• **EXERCISE PROMPT**:
In the text about Clinch Hoycard's basketball seasons, reproduce the passage verbatim, starting at "For the 2022–23" and ending at "rebounds per game.".

• **EXTRACT TO READ**:
%%
In 2022, Clinch Hoycard helped the Senators reach the NBL1 West grand final, where they defeated the Willetton Tigers 87–61 to win the championship. She had 15 points and 13 rebounds. In 21 games, she averaged 13.86 points, 7.76 rebounds, 3.05 assists and 1.86 steals per game. At the NBL1 National Finals, the Senators were crowned national champions with an 83–75 win over the Ringwood Hawks in the championship game. Clinch Hoycard had 11 points, five rebounds and three steals.

For the 2022–23 WNBL season, Clinch Hoycard was elevated to the Lynx's main roster as a fully contracted player. She scored a season-high 10 points against the Townsville Fire on 17 December 2022. In 23 games, she averaged 4.0 points and 1.8 rebounds per game.
%%
[Saved items]
%%
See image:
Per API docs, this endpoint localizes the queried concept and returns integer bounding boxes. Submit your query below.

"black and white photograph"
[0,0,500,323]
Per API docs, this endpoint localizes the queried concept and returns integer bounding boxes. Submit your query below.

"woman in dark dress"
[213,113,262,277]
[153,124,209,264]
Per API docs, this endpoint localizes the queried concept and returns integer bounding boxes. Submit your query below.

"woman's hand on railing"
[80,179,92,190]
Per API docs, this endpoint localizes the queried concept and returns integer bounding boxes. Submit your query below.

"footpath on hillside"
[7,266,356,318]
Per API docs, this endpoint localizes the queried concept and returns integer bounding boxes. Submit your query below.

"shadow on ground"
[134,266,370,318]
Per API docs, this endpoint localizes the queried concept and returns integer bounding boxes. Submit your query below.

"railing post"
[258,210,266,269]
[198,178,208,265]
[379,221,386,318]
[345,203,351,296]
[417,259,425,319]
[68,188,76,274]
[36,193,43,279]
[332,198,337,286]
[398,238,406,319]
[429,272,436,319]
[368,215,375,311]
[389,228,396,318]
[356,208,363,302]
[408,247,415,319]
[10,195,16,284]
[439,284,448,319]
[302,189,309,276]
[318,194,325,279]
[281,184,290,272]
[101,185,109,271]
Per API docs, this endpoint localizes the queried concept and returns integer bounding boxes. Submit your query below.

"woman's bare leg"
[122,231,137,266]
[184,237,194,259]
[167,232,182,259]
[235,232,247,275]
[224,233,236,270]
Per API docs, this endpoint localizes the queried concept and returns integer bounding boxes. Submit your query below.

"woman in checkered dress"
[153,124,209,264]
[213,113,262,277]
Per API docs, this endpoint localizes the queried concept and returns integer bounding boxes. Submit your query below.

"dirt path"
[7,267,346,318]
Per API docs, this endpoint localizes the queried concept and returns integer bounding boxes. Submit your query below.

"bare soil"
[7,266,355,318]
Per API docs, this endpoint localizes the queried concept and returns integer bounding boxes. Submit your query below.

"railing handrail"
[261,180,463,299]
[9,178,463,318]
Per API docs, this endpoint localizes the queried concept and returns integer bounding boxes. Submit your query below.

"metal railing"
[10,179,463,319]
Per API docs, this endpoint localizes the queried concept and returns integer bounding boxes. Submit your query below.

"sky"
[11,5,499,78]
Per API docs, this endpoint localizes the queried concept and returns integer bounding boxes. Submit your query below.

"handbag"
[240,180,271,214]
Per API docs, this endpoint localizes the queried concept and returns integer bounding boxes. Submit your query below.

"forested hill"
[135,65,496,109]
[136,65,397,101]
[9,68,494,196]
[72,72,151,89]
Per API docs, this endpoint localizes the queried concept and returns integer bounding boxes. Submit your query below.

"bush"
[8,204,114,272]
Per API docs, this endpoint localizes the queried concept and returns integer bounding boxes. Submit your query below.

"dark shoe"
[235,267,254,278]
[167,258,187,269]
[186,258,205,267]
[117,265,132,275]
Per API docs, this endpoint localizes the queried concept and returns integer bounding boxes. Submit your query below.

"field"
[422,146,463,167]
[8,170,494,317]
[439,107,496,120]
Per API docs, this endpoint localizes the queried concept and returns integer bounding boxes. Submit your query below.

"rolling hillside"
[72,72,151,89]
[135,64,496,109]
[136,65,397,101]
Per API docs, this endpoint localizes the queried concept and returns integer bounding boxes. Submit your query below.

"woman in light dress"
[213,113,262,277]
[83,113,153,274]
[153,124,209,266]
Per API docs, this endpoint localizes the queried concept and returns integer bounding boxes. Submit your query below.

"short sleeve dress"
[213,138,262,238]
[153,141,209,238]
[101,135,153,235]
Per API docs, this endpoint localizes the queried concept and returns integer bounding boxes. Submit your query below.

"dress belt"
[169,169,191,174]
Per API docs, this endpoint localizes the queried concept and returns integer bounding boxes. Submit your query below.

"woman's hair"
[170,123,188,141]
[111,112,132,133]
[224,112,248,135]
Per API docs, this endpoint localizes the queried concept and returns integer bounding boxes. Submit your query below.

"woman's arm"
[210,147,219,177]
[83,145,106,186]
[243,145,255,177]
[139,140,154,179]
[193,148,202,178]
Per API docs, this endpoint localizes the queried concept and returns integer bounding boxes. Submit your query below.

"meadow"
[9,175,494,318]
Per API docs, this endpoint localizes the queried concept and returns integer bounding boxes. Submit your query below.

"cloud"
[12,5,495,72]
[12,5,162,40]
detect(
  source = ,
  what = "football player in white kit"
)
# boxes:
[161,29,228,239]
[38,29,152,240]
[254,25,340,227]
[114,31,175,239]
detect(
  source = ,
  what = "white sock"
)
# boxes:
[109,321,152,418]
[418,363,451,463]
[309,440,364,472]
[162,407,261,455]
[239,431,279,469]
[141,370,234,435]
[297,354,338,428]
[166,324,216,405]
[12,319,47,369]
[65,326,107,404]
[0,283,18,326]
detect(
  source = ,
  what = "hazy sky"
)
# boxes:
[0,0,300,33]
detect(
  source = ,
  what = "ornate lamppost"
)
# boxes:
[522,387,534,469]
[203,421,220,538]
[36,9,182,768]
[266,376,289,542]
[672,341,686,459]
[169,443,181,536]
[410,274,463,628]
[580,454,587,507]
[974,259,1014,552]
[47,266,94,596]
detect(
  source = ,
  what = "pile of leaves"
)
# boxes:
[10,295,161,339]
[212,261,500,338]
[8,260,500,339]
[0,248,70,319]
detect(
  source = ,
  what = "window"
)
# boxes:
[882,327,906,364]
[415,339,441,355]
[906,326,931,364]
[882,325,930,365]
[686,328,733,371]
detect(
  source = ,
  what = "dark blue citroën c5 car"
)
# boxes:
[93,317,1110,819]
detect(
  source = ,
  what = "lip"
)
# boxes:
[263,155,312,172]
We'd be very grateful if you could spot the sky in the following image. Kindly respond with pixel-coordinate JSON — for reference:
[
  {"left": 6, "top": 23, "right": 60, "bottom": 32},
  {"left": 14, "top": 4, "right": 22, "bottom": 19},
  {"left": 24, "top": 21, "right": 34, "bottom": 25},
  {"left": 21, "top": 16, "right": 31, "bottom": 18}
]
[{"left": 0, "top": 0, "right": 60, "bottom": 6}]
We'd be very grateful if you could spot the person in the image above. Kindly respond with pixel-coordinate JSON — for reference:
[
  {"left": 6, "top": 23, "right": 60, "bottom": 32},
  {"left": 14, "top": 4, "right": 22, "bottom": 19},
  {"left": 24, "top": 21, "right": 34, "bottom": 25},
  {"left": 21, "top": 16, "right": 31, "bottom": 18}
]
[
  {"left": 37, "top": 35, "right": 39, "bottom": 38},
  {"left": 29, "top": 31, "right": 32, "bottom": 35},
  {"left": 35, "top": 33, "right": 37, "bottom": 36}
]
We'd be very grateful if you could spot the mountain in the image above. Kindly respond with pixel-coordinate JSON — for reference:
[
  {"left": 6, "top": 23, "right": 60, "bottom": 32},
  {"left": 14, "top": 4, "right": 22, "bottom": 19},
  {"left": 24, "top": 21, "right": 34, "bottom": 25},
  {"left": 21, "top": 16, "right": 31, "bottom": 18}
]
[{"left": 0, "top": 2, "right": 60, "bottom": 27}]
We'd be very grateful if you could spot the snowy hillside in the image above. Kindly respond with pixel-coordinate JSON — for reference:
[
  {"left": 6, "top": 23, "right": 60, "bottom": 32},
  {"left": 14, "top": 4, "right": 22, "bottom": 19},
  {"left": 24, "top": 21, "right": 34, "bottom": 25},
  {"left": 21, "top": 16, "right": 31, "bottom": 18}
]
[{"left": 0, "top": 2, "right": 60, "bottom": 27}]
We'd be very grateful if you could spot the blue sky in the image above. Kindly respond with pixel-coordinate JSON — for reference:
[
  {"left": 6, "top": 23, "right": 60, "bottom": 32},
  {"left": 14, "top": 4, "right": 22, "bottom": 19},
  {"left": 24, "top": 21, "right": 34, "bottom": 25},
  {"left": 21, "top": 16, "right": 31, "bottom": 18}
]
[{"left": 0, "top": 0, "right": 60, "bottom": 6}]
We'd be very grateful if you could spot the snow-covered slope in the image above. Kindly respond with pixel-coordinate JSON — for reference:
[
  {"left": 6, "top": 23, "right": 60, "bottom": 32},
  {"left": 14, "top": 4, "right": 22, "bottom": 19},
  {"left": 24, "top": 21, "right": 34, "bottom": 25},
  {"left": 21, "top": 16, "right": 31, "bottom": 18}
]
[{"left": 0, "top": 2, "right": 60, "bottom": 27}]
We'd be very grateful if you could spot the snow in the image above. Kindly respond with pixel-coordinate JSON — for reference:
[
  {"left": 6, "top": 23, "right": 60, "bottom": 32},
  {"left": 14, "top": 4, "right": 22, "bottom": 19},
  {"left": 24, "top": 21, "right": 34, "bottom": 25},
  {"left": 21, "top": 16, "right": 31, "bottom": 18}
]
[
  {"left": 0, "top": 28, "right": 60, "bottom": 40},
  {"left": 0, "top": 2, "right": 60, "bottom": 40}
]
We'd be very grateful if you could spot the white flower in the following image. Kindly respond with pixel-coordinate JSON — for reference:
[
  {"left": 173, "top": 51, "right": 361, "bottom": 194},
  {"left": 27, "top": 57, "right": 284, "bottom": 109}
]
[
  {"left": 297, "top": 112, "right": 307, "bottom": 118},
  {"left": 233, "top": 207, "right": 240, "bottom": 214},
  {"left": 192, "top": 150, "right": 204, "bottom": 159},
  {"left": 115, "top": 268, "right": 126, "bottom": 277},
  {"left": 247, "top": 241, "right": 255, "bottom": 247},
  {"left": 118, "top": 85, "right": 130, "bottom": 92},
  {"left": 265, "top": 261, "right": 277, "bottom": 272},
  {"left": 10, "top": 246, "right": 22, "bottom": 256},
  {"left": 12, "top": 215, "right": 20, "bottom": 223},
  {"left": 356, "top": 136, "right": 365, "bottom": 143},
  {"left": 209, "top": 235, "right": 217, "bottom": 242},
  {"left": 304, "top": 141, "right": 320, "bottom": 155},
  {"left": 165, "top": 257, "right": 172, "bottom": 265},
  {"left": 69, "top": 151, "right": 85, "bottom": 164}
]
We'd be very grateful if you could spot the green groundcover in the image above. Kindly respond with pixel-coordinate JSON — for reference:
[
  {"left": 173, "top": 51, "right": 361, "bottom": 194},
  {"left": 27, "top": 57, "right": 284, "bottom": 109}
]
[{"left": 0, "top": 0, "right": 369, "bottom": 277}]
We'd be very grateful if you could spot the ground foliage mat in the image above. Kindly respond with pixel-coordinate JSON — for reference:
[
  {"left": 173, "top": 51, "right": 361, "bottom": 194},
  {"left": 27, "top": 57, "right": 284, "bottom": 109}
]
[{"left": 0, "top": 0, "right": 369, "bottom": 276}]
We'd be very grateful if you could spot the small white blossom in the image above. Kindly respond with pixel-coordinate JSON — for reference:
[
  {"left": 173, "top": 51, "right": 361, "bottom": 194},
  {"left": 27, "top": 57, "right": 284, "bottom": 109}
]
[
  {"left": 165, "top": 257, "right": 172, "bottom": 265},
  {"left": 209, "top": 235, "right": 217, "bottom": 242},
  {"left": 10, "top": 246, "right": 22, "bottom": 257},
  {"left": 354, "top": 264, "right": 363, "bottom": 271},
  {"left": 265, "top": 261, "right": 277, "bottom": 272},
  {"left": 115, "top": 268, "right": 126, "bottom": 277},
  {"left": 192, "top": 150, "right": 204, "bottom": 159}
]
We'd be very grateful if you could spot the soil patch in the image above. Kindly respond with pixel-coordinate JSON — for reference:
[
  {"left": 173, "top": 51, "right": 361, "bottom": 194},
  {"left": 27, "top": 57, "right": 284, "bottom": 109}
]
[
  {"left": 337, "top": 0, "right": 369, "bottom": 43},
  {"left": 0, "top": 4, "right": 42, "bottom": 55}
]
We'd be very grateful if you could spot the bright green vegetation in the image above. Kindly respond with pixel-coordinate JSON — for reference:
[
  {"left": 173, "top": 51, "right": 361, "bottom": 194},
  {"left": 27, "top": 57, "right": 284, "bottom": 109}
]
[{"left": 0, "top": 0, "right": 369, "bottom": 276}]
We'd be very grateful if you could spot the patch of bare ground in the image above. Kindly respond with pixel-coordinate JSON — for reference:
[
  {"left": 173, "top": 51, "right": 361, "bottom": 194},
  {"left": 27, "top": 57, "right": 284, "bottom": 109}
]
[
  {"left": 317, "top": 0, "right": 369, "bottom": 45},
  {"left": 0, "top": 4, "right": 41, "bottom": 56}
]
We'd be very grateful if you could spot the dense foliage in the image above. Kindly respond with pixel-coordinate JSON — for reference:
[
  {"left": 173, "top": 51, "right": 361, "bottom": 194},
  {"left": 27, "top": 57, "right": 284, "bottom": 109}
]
%%
• **REPLY TO THE EXERCISE**:
For the 2022–23 WNBL season, Clinch Hoycard was elevated to the Lynx's main roster as a fully contracted player. She scored a season-high 10 points against the Townsville Fire on 17 December 2022. In 23 games, she averaged 4.0 points and 1.8 rebounds per game.